*Document extract*
Benefiting from the development of the nonlinear analysis theories, in recent years, many powerful tools, such as function spaces theories [35,36,37,38,39,40,41], regularity theories [42,43,44,45,46], the operator technique [47,48,49,50,51,52], the method of upper and lower solutions [53,54], the method of moving sphere [55], variational theories [56,57,58,59,60], and so on, have been developed to solve various partial or ordinary differential equations. Thus, inspired by the above results, in this paper, we investigate the iterative properties of positive solutions for Equation (1) by using the space and operator theory as well as some analytical techniques. Although Equation (1) and similar types of equations have been studied before, further results are still required. For example, the work [4] only obtained the existence of positive solutions for Equation (3), and so the result of the uniqueness of the solution is still unknown. In [1], Zhou et al. employed the fixed point theorem of the sum-type mixed monotone operator to establish the existence and uniqueness of a positive solution and construct iterative sequences for approximating the unique positive solution for a tempered fractional equation with more complex boundary conditions. However the method based on the fixed point theorem of the sum-type mixed monotone operator cannot yield the results of error estimates and the convergence rate between the exact and approximate solutions as well as the asymptotic behavior of the solution. Also, the method in [1] cannot handle equations for the case where nonlinear terms contain derivatives of unknown function such as Equation (1). Moreover, the nonlinear term of the work in [1] must be mixed monotone and cannot handle the cases where the nonlinear term of the equation is increasing only or decreasing only. In addition, in [1], a strong growth condition $\left(H_2\right)$ is applied:

$\left(H_2\right)$ For $\forall t\in [0,1],\gamma \in (0,1),u,v\in [0,+\infty ),$ there exists a constant $\xi \in (0,1)$, such that

$$f(t,\gamma u,{\gamma }^{-1}v)\ge {\phi }_p^{\xi }\left(\gamma \right)f(t,u,v)={\gamma }^{(p-1)\xi }f(t,u,v).$$

Clearly, $\left(H_2\right)$ is a strong growth condition limiting ${\phi }_p^{\xi }\left(\gamma \right)$ to a power function only, rather than a more general function. For example, it cannot handle the case $\phi \left(\gamma \right)=e^{\gamma }+1$ given in our condition $\left(\mathbf{G}\right)$. Hence in this paper, a new method is developed to study Equation (1), yielding many new results that have not been obtained previously.

*Direction A*
In the excerpt on positive solutions for Equation (1), what did the work [4] obtain for Equation (3)?
The listing after this sentence is unrelated to the excerpt.

*Stored records*
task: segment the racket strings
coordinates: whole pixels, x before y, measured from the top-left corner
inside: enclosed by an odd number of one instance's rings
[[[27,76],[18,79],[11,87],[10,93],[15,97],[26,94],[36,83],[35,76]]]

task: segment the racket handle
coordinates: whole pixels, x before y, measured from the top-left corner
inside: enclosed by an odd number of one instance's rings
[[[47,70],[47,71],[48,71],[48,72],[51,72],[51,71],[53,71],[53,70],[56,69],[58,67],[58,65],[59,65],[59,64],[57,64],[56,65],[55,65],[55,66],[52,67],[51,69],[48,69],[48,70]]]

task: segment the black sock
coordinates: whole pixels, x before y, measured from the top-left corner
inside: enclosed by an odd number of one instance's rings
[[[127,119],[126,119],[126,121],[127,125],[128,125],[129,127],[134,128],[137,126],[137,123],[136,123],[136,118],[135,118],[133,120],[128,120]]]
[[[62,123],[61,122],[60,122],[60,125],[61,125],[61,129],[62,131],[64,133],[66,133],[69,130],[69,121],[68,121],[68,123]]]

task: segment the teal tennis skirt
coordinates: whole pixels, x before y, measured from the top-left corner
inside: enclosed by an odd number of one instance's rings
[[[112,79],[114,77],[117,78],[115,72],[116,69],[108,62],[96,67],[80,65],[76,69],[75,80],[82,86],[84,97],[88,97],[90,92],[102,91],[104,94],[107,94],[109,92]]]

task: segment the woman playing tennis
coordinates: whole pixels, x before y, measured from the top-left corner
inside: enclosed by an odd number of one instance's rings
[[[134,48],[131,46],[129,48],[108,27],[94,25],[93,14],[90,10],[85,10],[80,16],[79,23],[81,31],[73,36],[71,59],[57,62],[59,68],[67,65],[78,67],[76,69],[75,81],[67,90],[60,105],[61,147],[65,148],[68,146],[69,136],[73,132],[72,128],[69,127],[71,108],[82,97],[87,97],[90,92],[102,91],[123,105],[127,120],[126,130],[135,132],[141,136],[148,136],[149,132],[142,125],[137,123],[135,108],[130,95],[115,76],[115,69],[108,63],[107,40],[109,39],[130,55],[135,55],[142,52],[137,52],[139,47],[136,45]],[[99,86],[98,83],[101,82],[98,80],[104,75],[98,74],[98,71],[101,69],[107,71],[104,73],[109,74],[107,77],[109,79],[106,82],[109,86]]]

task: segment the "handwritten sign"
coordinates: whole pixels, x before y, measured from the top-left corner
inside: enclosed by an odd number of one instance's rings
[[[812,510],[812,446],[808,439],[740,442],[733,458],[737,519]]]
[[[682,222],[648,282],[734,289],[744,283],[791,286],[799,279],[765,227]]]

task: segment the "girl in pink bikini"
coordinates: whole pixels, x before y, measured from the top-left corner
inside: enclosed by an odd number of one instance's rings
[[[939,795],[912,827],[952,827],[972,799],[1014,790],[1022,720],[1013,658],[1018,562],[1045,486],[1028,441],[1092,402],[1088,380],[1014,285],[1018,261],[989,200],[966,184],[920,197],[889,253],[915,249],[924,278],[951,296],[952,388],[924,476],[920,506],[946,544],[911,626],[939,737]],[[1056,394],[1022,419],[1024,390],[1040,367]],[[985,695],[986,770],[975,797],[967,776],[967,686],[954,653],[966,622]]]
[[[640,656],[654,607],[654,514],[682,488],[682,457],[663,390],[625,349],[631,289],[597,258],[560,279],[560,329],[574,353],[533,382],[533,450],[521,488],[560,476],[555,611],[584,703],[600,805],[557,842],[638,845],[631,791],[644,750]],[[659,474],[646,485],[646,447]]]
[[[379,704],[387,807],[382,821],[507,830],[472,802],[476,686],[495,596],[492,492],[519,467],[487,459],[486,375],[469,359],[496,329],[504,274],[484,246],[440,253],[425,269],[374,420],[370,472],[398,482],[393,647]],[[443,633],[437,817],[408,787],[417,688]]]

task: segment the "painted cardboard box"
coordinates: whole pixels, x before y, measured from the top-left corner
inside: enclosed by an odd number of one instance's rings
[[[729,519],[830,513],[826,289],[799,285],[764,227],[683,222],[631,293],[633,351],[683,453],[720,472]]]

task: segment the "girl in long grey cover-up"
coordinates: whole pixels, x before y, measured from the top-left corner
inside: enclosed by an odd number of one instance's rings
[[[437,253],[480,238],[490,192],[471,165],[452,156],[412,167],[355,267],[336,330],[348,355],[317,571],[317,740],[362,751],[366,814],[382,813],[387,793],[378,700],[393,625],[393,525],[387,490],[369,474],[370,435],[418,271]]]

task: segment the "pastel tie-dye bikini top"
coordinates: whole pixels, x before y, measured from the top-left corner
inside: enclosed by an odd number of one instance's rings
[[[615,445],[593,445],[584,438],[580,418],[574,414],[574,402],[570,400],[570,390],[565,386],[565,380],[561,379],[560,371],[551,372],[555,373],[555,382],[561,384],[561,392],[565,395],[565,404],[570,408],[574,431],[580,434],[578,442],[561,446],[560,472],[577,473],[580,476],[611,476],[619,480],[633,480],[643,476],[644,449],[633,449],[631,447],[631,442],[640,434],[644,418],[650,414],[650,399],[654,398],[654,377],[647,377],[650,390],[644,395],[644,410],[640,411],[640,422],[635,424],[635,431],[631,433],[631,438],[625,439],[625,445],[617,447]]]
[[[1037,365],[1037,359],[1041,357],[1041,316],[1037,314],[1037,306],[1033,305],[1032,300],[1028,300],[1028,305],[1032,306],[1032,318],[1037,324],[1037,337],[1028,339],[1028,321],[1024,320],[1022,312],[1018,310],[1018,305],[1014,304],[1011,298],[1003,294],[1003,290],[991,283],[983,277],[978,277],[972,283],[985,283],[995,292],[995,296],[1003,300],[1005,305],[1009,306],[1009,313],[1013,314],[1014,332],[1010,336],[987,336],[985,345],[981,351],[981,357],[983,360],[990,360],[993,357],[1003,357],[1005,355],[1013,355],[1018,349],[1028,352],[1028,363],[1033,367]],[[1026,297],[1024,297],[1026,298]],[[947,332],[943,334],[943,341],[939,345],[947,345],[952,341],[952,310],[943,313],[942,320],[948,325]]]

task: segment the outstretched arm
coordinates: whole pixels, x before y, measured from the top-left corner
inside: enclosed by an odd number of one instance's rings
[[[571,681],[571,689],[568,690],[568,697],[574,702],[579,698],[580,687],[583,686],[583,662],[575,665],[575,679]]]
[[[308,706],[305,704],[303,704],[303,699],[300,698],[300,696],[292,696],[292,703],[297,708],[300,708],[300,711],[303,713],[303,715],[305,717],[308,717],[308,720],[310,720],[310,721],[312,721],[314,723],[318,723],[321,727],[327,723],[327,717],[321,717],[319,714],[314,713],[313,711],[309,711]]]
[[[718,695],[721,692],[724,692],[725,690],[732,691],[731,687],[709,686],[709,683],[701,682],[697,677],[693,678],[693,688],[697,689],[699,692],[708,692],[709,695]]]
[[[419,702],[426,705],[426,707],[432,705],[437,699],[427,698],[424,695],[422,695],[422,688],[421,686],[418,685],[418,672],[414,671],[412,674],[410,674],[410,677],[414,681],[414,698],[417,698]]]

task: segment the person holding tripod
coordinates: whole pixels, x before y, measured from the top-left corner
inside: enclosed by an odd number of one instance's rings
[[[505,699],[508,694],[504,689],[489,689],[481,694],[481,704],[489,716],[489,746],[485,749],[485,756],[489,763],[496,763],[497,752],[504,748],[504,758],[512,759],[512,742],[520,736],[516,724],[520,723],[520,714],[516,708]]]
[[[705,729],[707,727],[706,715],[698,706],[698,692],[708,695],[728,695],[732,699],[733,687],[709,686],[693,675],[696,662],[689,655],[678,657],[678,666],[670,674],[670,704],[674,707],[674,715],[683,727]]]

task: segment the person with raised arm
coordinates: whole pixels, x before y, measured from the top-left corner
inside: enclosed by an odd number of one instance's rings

*Direction B*
Report every line of the listing that holds the string "girl", treating uppercase and lowercase as different.

*Exercise solution A*
It obtained only the existence of positive solutions.

*Exercise solution B*
task: segment the "girl in pink bikini"
task: segment the "girl in long grey cover-up"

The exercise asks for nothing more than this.